WHAT YOU HAVE TO DO:
Begin with the line containing "One marker serves each instance of the cloud" and copy each line exactly through the last line of the entries, inclusive.
#####
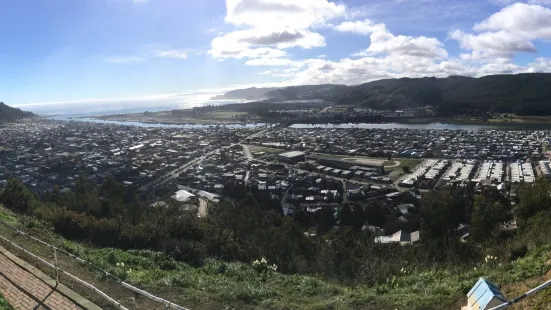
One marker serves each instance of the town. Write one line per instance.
(301, 170)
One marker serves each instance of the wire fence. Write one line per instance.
(166, 303)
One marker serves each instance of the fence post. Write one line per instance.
(56, 267)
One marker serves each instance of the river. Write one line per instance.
(543, 126)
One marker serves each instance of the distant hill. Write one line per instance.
(9, 114)
(252, 93)
(522, 94)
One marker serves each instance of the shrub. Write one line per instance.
(518, 251)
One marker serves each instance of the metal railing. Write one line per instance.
(166, 303)
(533, 291)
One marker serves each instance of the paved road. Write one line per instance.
(28, 288)
(176, 172)
(247, 152)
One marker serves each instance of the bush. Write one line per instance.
(518, 251)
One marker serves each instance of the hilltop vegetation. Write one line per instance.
(323, 261)
(9, 114)
(521, 94)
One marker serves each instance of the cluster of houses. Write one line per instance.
(500, 145)
(46, 153)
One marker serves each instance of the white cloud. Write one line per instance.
(284, 13)
(176, 54)
(152, 53)
(270, 62)
(540, 64)
(125, 59)
(363, 27)
(492, 44)
(267, 27)
(529, 21)
(507, 32)
(386, 42)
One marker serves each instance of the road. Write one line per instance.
(247, 151)
(176, 172)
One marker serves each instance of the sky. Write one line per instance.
(76, 54)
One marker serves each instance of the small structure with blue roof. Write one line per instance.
(484, 295)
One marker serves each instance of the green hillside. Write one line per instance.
(8, 114)
(206, 263)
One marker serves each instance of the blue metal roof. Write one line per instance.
(483, 293)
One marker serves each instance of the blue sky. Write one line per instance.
(93, 51)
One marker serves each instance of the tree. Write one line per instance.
(326, 220)
(17, 196)
(533, 199)
(485, 218)
(346, 216)
(440, 215)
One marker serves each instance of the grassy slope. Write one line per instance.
(4, 305)
(237, 286)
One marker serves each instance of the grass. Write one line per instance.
(233, 285)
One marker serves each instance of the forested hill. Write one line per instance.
(523, 94)
(9, 114)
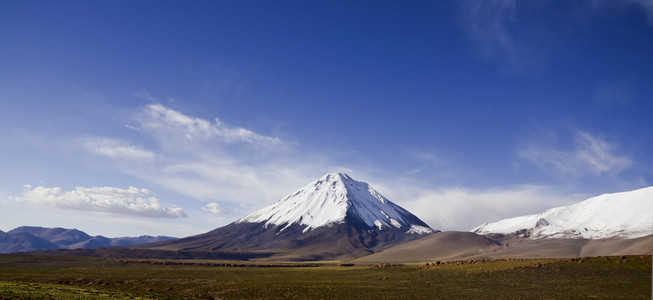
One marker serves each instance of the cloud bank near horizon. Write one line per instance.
(131, 201)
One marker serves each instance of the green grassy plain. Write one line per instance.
(66, 277)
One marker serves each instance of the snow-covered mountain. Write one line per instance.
(621, 215)
(329, 200)
(334, 217)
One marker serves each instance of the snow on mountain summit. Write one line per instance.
(622, 215)
(330, 200)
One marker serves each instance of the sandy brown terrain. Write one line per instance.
(466, 245)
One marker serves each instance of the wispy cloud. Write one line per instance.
(158, 117)
(132, 201)
(116, 149)
(463, 208)
(209, 160)
(488, 24)
(213, 208)
(589, 154)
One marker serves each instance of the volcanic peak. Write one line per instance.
(332, 199)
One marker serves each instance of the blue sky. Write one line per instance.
#####
EXERCISE RESULT:
One marker serves each instance of the cloud bank near horizon. Write one line per instance.
(131, 201)
One marker serves each instance of the green grassy plain. Write one line per instance.
(66, 277)
One marker serves each instance of the snow-covered mountain. Write one line per instance.
(621, 215)
(329, 200)
(334, 217)
One marker serves each instance of the snow on mountain summit. Write one line per instance.
(622, 215)
(330, 200)
One marker serves each instance of the sandy brown terrain. Write one line per instance.
(466, 245)
One marker serves each instance of the wispy cloud. Write one line per instance.
(158, 117)
(132, 201)
(116, 149)
(463, 208)
(209, 160)
(488, 24)
(213, 208)
(589, 154)
One marker serves each instance of the volcanic peak. Write one line per instance.
(332, 199)
One marker serves each instance of the blue sky. Write one line per instance.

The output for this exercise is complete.